→ Object position labeling entries:
[START]
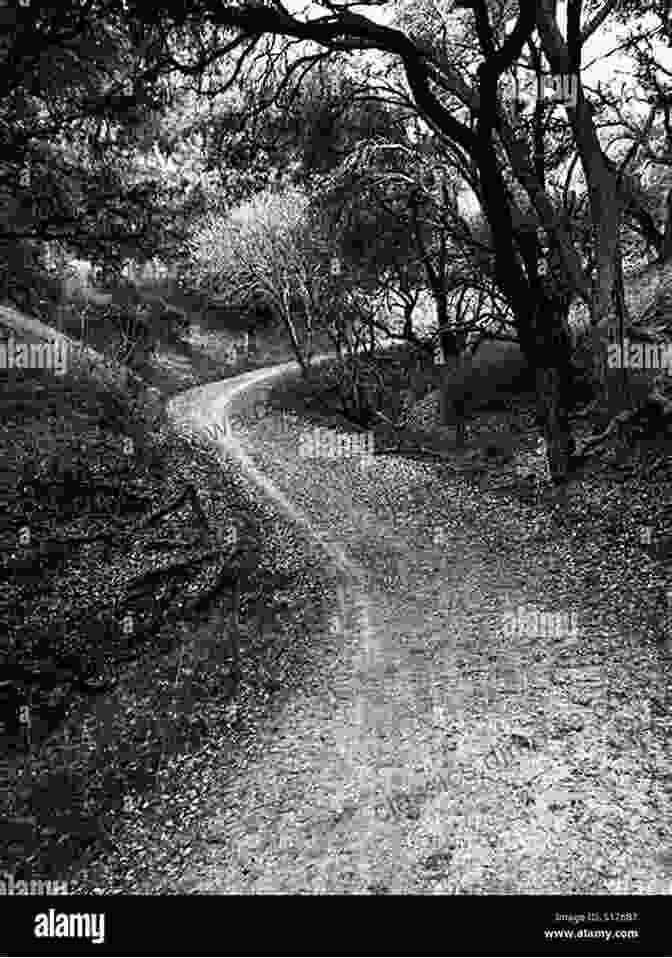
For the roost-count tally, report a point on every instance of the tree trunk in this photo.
(548, 348)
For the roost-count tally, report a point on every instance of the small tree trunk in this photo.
(550, 351)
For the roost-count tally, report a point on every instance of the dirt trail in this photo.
(439, 754)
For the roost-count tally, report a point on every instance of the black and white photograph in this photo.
(335, 476)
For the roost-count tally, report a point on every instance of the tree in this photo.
(472, 118)
(263, 249)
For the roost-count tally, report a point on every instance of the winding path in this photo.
(440, 754)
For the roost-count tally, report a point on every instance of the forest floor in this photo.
(402, 722)
(441, 740)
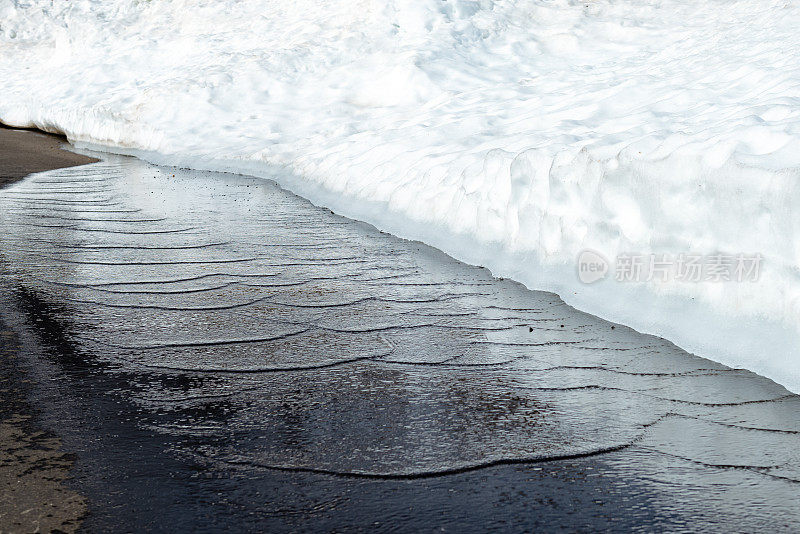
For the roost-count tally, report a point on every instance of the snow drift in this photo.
(514, 134)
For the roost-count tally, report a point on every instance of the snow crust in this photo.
(512, 134)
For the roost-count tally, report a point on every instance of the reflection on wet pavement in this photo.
(264, 362)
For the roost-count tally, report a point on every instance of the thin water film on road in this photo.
(221, 353)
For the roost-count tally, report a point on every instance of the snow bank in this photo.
(513, 134)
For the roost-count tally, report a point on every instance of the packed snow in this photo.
(511, 134)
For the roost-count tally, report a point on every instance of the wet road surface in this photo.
(222, 355)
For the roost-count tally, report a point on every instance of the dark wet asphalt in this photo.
(222, 355)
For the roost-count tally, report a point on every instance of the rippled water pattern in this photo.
(256, 335)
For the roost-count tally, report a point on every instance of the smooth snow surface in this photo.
(514, 134)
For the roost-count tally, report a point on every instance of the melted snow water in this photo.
(222, 354)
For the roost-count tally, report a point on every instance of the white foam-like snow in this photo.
(512, 134)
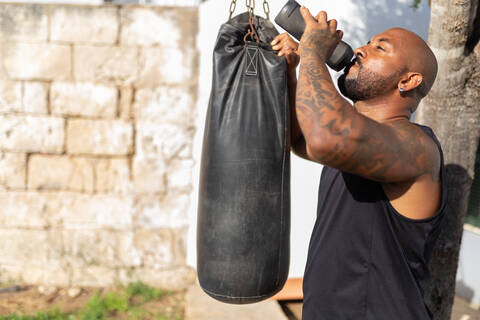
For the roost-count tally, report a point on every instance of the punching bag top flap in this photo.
(243, 220)
(264, 28)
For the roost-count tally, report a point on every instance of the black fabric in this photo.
(244, 197)
(366, 260)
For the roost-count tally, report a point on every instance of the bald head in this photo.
(418, 57)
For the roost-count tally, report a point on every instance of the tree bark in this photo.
(452, 109)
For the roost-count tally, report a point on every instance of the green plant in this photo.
(148, 293)
(41, 315)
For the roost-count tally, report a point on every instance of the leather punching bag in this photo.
(243, 225)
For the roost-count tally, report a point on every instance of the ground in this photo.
(461, 310)
(134, 302)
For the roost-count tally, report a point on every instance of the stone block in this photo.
(30, 61)
(147, 26)
(93, 276)
(83, 248)
(84, 24)
(35, 95)
(148, 174)
(13, 167)
(51, 172)
(104, 63)
(177, 278)
(83, 99)
(23, 247)
(99, 137)
(163, 139)
(10, 96)
(180, 174)
(126, 102)
(160, 66)
(23, 22)
(156, 247)
(169, 104)
(79, 211)
(31, 134)
(167, 211)
(113, 176)
(23, 210)
(45, 275)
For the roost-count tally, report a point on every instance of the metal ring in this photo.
(233, 5)
(266, 8)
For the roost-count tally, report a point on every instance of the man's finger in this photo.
(322, 18)
(340, 34)
(332, 24)
(307, 16)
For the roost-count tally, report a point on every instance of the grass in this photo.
(113, 303)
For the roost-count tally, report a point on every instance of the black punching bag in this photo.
(243, 225)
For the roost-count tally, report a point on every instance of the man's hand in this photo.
(320, 38)
(287, 47)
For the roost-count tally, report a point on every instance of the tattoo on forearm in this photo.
(323, 114)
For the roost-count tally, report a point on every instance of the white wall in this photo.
(468, 275)
(360, 20)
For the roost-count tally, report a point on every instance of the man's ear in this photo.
(411, 81)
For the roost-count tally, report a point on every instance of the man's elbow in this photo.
(318, 149)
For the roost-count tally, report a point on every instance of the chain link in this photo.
(250, 5)
(233, 5)
(266, 8)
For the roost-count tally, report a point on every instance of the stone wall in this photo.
(97, 107)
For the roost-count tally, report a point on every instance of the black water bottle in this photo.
(292, 21)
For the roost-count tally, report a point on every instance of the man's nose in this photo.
(360, 52)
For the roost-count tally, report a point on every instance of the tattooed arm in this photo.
(338, 136)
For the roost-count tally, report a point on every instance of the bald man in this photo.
(382, 191)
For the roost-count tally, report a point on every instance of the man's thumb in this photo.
(307, 16)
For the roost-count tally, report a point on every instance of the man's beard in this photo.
(367, 84)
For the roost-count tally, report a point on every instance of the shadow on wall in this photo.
(379, 15)
(464, 291)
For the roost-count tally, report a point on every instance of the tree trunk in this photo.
(452, 109)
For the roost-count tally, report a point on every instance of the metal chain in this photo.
(233, 5)
(250, 5)
(266, 8)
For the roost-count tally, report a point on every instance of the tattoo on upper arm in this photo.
(359, 145)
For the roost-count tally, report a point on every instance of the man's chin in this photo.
(341, 85)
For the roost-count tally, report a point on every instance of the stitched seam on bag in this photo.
(252, 59)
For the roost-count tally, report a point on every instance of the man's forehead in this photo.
(394, 36)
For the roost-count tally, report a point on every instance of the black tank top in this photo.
(366, 260)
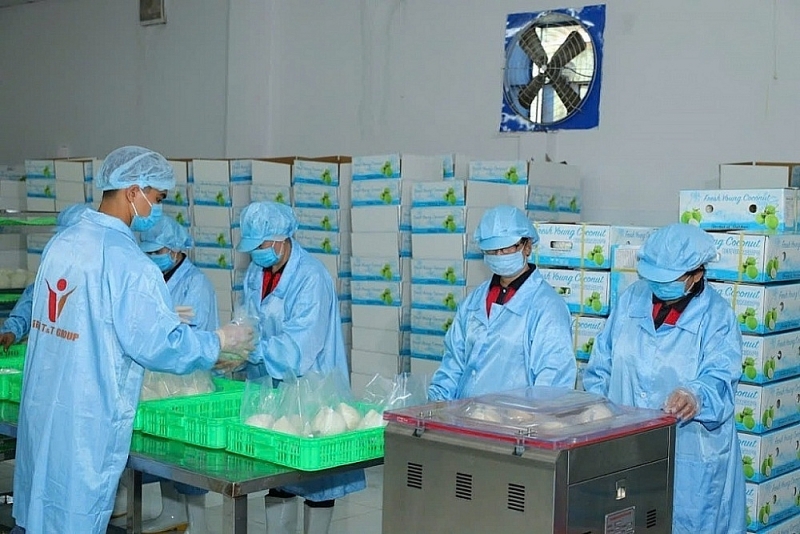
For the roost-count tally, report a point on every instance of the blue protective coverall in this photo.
(19, 320)
(635, 365)
(301, 331)
(525, 342)
(101, 313)
(188, 286)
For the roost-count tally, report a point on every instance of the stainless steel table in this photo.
(231, 475)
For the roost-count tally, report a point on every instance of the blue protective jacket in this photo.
(525, 342)
(188, 286)
(98, 320)
(19, 320)
(636, 365)
(301, 331)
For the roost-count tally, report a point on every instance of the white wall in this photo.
(84, 73)
(686, 85)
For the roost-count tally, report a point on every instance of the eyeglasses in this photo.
(507, 250)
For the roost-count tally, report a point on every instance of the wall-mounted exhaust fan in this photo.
(552, 70)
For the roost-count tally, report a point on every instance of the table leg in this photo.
(133, 481)
(234, 514)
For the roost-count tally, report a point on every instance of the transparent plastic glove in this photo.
(683, 404)
(236, 340)
(186, 313)
(7, 339)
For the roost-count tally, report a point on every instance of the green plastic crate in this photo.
(198, 420)
(14, 351)
(9, 411)
(11, 386)
(305, 454)
(222, 384)
(226, 384)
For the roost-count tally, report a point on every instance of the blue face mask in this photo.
(505, 264)
(163, 261)
(142, 224)
(669, 290)
(265, 257)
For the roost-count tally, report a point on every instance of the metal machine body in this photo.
(436, 481)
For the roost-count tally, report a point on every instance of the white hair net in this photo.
(265, 221)
(134, 165)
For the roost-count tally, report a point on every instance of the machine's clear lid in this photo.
(538, 416)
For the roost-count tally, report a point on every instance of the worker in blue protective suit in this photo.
(301, 331)
(101, 314)
(673, 343)
(193, 295)
(513, 331)
(18, 323)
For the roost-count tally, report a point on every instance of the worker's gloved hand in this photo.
(683, 404)
(186, 314)
(236, 340)
(7, 339)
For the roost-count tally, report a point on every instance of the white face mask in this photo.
(505, 264)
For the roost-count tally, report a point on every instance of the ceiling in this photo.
(9, 3)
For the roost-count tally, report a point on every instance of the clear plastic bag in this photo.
(165, 385)
(310, 406)
(260, 402)
(401, 391)
(244, 315)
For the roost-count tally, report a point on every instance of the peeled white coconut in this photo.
(594, 413)
(372, 420)
(484, 413)
(349, 414)
(517, 416)
(285, 426)
(261, 420)
(328, 422)
(18, 278)
(550, 426)
(303, 426)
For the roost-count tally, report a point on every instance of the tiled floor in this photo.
(358, 512)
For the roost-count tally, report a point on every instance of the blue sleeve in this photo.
(19, 320)
(719, 369)
(445, 381)
(305, 327)
(151, 333)
(552, 356)
(597, 375)
(203, 300)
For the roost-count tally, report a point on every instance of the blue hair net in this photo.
(265, 221)
(503, 226)
(165, 233)
(134, 165)
(70, 216)
(672, 251)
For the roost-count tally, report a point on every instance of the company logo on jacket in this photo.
(56, 301)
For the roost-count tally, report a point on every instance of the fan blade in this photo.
(569, 49)
(567, 94)
(530, 91)
(532, 46)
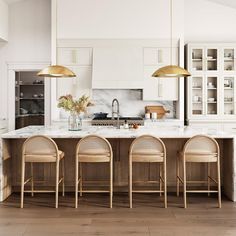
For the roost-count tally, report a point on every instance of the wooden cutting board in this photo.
(160, 110)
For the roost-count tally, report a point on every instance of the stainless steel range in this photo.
(112, 122)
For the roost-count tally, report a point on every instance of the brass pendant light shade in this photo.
(56, 71)
(171, 71)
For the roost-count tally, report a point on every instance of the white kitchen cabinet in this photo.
(79, 60)
(117, 67)
(159, 88)
(211, 94)
(75, 56)
(203, 58)
(77, 86)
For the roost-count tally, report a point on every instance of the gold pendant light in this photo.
(169, 71)
(56, 71)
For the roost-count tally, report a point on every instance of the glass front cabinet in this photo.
(211, 87)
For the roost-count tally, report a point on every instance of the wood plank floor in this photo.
(93, 217)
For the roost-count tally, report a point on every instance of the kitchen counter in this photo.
(61, 131)
(120, 139)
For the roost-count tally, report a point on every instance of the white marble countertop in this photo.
(111, 132)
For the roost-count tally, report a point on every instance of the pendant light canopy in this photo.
(56, 71)
(171, 70)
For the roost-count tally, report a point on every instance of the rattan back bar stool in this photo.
(199, 149)
(148, 149)
(41, 149)
(92, 149)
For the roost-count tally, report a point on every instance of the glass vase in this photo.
(74, 122)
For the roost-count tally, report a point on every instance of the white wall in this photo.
(3, 20)
(29, 39)
(119, 18)
(208, 21)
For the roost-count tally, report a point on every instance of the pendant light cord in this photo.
(171, 30)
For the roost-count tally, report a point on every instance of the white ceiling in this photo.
(230, 3)
(12, 1)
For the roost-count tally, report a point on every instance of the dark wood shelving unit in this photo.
(29, 109)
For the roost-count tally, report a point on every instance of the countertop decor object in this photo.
(159, 110)
(75, 107)
(100, 115)
(169, 71)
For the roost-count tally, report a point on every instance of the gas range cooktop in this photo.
(109, 121)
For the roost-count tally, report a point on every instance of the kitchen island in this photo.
(120, 139)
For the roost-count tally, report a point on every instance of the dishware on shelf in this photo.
(23, 111)
(211, 99)
(154, 115)
(147, 116)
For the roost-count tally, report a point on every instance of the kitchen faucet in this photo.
(117, 112)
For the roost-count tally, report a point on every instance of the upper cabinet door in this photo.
(159, 89)
(117, 67)
(212, 59)
(204, 59)
(196, 59)
(75, 56)
(228, 53)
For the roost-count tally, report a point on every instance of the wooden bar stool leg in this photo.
(32, 179)
(208, 177)
(160, 178)
(177, 176)
(165, 184)
(111, 183)
(184, 176)
(22, 183)
(81, 180)
(130, 186)
(63, 176)
(219, 183)
(57, 183)
(76, 181)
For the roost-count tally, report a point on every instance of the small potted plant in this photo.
(75, 107)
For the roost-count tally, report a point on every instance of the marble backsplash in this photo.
(131, 103)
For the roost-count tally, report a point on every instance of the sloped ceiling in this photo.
(229, 3)
(12, 1)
[END]
→ Short task: Nothing but the lines from the one with "cord in this photo." through the end of the data above should be repeated, each exactly as it stands.

→ Solved problem:
For the roost-count tally, report a point on every instance of the pendant light cord in this photo.
(171, 30)
For the roost-count tally, report a point on every instance of the white ceiling in this photo.
(230, 3)
(12, 1)
For the roost-count tally, report a point on every instance of the dark wood shelving unit in this photo.
(29, 109)
For the roost-count tally, report a point on every instance of the countertop decor object in this photo.
(159, 110)
(75, 107)
(100, 115)
(169, 71)
For the roost-count tally, report a point on every instance of the gas range cooktop in this photo.
(109, 121)
For the roost-count tally, report a point on every instance of the kitchen island in this photo.
(120, 139)
For the roost-count tally, report a point on every instance of the dishware on shelf in this photo.
(23, 111)
(211, 99)
(154, 115)
(147, 116)
For the roost-count tally, report a point on every instance of the kitchen faucet in this photo.
(117, 112)
For the roost-count tally, report a point on every instance of the upper cabinet door in this photo.
(159, 89)
(117, 67)
(212, 59)
(204, 59)
(196, 59)
(75, 56)
(228, 53)
For the roost-count tally, report a point on every instance of the wooden bar stool leg in this photo.
(32, 179)
(208, 177)
(160, 178)
(177, 176)
(165, 184)
(111, 183)
(184, 176)
(22, 183)
(81, 180)
(130, 186)
(63, 176)
(219, 183)
(57, 183)
(76, 181)
For the roost-count tally, report a point on every instance of the small potted plant in this photo.
(75, 107)
For the roost-count tally, report a point on every instance of the marble backsplash in this photo.
(131, 103)
For the roost-count tally, report a point on every instance of the sloped ceiling in this photo.
(229, 3)
(12, 1)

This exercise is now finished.